§ Task statement:
Below are records; how many of their lines contain "Search"? Give the number and no other words.

Stored records:
+ + +

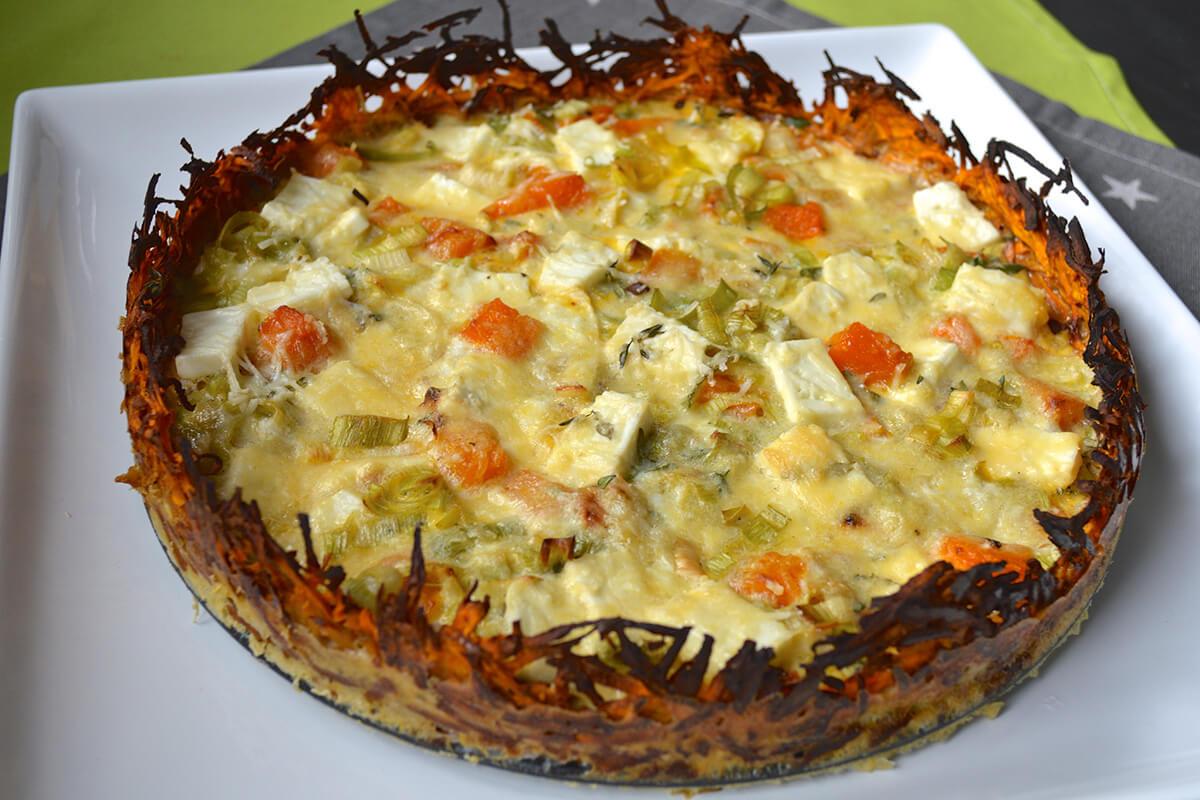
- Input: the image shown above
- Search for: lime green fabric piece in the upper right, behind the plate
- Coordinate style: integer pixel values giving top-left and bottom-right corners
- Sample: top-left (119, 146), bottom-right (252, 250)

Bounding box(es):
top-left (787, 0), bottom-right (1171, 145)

+ + +

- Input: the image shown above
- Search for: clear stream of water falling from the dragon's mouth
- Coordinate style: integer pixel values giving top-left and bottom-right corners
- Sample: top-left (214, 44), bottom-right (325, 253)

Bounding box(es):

+ + +

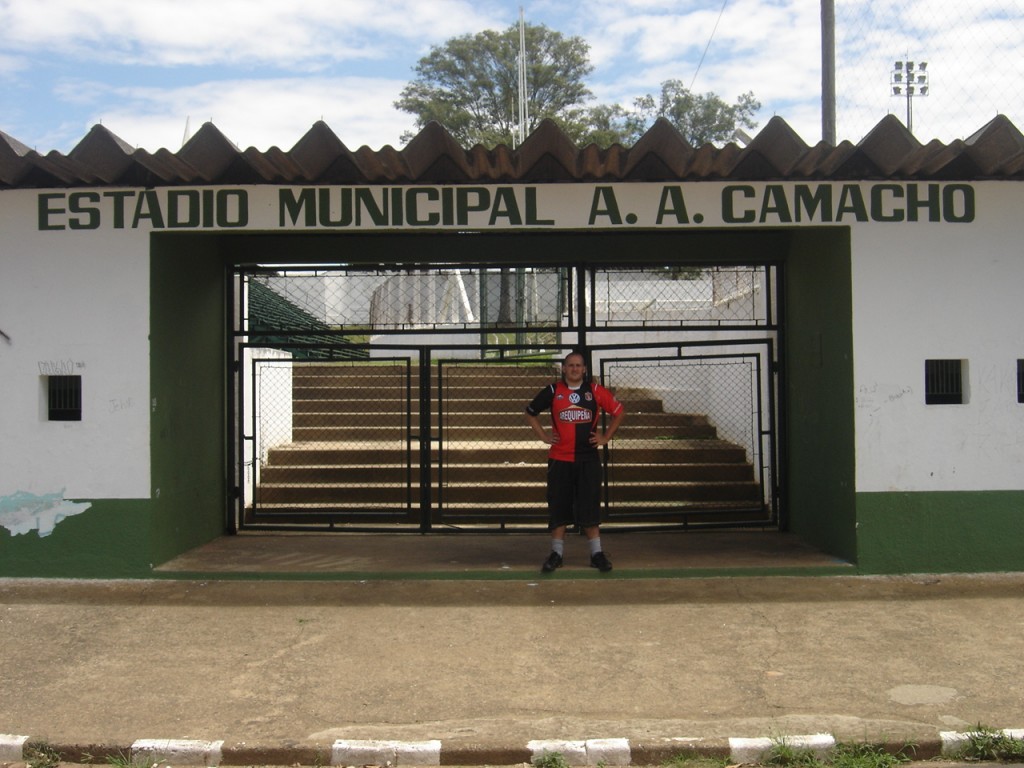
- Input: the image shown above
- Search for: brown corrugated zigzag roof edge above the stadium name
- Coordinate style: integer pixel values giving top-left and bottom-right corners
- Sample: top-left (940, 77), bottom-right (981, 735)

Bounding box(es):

+ + +

§ Task solution:
3